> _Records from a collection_
+ + +

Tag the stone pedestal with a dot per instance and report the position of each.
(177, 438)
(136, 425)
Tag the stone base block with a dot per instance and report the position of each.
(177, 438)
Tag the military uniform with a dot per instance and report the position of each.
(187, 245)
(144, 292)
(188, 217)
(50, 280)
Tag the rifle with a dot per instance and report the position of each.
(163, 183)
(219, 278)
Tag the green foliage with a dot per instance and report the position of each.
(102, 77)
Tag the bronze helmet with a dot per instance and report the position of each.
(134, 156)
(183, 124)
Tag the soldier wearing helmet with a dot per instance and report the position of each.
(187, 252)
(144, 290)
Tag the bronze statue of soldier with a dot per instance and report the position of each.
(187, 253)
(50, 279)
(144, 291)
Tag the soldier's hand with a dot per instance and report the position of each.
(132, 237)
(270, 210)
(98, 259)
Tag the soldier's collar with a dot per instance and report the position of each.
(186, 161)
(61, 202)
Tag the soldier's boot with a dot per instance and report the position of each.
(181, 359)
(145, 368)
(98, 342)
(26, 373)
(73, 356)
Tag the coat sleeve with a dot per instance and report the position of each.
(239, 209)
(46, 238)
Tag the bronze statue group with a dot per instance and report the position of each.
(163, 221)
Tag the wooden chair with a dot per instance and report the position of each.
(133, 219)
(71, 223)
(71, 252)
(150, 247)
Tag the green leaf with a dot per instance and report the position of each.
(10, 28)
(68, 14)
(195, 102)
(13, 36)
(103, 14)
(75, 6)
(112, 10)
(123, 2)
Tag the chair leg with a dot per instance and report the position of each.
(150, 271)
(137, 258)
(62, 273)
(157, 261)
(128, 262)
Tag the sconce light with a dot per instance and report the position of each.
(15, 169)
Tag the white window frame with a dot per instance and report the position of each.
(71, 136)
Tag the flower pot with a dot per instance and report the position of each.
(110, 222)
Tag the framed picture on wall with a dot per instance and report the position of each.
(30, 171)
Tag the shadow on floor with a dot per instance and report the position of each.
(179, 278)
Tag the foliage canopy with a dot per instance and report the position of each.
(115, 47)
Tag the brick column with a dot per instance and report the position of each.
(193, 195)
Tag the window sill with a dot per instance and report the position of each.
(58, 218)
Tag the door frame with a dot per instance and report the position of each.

+ + +

> _WRITTEN REQUEST_
Repeat all of the data above, from the first line to the last, without changing a single character.

> _OUTPUT FOR THIS TASK_
Tag the stone pedestal with a dot per instance and report the position of each.
(177, 438)
(136, 425)
Tag the stone base block with a dot per instance and report the position of each.
(177, 438)
Tag the military uniform with a dot per instance and report the position of each.
(187, 245)
(144, 292)
(188, 217)
(50, 280)
Tag the rifle with a dot per instance and report the position of each.
(163, 183)
(219, 278)
Tag the green foliage with a dot per instance and report the position of each.
(102, 77)
Tag the bronze helmet with a dot per instance and report the position of each.
(134, 156)
(183, 124)
Tag the soldier wearing helmet with a dot per instance and report the position of each.
(187, 252)
(144, 290)
Tag the bronze statue of soldier with a dot per instance and report the position of each.
(187, 253)
(50, 279)
(144, 291)
Tag the soldier's hand with a dot per instance and report the position of each.
(132, 237)
(270, 210)
(98, 259)
Tag the soldier's collar with a dot per instance and report the position of each.
(186, 161)
(61, 202)
Tag the soldier's boot with a dot per instance and report the position of each.
(181, 359)
(145, 368)
(98, 342)
(26, 373)
(73, 356)
Tag the coat sleeve with a dot per instance and report the position of each.
(239, 209)
(46, 238)
Tag the bronze statue group with a dot per instance and report the position of each.
(163, 221)
Tag the wooden chair with a dot per instance and report the position of each.
(133, 219)
(71, 223)
(71, 252)
(150, 247)
Tag the green leaf with a dot per instance and report the position of each.
(10, 28)
(68, 14)
(195, 102)
(13, 36)
(103, 14)
(75, 6)
(112, 10)
(123, 2)
Tag the chair leg with a dot per instance and report the position of each.
(150, 271)
(137, 258)
(62, 273)
(157, 261)
(128, 262)
Tag the sconce light with a dot per instance and report the position of each.
(15, 169)
Tag the white window frame with a dot per instance and report the position of each.
(71, 136)
Tag the flower pot with a dot per instance and report the position of each.
(110, 222)
Tag the framed picture on wall with a dot per instance and report the position of each.
(30, 171)
Tag the shadow on floor with a dot per instance and report the position of each.
(179, 278)
Tag the foliage canopy with a dot per instance and report the position of each.
(115, 47)
Tag the brick column with a dot per instance and report the position of each.
(193, 195)
Tag the window sill with a dot per instance and report the position of each.
(58, 218)
Tag the door frame with a dot per instance and report the position of each.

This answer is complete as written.